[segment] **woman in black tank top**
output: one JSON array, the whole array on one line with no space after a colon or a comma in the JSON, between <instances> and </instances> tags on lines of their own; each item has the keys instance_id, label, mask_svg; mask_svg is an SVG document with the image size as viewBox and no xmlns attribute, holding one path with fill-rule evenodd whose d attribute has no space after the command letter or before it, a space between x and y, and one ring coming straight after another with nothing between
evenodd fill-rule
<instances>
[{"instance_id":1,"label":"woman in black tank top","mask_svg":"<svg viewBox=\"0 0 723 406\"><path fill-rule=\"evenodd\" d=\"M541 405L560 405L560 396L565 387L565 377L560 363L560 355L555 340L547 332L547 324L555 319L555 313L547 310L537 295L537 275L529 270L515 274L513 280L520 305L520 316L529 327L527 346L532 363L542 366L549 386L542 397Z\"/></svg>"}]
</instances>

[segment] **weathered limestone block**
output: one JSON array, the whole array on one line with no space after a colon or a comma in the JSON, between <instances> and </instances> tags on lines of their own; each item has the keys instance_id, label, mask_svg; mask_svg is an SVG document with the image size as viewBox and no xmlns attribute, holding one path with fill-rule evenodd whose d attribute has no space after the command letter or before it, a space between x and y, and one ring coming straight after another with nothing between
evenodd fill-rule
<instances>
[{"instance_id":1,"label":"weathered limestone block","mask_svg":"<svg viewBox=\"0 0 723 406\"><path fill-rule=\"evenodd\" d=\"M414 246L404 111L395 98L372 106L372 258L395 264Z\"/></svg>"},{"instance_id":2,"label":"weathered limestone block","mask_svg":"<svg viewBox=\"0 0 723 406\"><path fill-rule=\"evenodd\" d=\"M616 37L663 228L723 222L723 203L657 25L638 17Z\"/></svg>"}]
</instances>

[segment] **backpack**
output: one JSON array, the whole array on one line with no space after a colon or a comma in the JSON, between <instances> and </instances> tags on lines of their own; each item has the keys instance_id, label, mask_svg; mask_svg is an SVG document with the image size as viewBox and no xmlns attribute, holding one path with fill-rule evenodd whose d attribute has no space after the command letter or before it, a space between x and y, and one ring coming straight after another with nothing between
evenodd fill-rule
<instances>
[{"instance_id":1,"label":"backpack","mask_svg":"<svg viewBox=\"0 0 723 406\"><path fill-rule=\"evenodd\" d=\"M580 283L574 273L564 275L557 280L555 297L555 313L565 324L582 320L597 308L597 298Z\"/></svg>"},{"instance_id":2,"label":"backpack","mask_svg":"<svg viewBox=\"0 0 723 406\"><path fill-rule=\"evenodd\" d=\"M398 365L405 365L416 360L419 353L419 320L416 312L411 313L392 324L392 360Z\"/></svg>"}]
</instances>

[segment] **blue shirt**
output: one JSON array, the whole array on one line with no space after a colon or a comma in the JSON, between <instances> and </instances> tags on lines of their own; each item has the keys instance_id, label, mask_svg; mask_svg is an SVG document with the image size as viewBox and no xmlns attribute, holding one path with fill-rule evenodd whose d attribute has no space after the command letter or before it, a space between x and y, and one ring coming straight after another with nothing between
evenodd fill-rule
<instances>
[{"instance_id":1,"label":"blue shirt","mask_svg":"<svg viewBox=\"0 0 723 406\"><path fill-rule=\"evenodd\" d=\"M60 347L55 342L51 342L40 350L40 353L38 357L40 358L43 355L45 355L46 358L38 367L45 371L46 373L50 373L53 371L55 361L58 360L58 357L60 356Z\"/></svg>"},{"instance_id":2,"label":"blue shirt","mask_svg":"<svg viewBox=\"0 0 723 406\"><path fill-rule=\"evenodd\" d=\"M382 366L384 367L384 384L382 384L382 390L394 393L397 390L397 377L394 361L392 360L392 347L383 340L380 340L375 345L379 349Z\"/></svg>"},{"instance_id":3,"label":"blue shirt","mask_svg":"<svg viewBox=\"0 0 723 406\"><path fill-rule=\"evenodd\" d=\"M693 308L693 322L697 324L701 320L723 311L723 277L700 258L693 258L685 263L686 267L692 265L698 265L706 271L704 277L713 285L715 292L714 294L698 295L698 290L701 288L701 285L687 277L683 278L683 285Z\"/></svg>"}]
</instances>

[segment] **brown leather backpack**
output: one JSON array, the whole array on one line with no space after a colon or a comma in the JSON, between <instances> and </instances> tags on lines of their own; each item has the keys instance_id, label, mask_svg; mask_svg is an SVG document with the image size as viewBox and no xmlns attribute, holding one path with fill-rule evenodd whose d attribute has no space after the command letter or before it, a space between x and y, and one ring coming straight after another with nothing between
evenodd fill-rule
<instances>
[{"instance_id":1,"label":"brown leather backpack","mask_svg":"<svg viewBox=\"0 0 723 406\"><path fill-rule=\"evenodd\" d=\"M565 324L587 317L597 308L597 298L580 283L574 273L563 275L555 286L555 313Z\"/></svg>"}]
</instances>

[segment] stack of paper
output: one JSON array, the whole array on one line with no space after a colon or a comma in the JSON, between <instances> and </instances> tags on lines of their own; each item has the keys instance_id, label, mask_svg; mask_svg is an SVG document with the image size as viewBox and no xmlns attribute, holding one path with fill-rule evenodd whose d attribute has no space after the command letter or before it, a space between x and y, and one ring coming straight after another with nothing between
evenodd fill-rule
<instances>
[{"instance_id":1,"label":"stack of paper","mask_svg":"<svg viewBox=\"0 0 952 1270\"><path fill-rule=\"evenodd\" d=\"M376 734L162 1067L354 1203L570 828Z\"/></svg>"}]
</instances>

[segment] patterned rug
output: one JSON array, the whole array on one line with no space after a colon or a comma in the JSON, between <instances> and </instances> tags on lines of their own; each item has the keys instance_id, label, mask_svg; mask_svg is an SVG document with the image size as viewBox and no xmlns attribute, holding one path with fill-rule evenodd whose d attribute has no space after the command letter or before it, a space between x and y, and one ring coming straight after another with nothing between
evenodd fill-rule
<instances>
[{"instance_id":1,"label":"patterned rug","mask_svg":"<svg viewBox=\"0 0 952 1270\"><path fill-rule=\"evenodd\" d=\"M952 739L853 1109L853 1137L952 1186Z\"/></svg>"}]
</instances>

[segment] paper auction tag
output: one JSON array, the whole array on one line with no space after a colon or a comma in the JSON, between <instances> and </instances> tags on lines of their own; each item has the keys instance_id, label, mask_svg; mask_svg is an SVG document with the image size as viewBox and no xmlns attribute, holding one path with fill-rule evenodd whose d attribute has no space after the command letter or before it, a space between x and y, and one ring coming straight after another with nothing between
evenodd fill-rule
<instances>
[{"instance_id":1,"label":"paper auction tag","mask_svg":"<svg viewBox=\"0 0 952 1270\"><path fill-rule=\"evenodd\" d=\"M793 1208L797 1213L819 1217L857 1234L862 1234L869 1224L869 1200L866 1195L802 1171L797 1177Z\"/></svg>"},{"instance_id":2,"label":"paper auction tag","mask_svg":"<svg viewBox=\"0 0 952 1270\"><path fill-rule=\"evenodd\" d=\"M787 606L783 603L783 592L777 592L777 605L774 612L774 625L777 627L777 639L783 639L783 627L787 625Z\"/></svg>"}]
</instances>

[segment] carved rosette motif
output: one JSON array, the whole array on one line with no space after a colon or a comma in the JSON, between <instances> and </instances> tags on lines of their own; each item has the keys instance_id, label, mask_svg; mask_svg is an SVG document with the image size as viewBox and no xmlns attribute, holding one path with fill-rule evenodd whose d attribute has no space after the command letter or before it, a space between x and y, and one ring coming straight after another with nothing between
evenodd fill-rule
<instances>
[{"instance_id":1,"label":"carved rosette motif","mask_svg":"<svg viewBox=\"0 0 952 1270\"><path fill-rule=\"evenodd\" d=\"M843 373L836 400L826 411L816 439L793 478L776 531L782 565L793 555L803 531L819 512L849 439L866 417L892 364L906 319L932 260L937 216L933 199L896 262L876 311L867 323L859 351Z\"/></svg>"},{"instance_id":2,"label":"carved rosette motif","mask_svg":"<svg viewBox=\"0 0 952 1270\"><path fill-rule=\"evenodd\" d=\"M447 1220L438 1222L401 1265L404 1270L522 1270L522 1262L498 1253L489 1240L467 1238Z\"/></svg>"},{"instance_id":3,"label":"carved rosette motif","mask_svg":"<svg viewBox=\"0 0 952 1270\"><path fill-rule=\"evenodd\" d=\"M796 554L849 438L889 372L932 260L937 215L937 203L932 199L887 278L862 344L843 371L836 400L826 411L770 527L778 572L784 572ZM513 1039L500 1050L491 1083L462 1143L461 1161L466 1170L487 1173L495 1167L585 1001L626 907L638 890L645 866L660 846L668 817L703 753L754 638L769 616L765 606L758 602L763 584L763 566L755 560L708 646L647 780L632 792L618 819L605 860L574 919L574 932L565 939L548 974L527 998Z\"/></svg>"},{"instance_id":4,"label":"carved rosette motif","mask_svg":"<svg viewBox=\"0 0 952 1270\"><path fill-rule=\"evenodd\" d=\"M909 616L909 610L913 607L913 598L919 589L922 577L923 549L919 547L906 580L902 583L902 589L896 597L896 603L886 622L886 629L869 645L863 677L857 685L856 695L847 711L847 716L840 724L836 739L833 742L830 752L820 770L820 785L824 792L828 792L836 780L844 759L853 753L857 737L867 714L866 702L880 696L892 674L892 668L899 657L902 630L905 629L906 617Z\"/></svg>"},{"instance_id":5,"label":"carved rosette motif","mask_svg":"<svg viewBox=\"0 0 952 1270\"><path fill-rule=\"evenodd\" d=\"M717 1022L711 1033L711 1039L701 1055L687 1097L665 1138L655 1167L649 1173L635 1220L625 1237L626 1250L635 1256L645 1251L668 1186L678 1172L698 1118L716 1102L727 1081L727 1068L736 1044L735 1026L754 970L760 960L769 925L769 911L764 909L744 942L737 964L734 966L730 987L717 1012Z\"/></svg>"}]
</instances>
++++++
→ Problem statement:
How many lines in the entries above contain the string "segment"? Reply with the number alone.

→ Response to this exercise:
9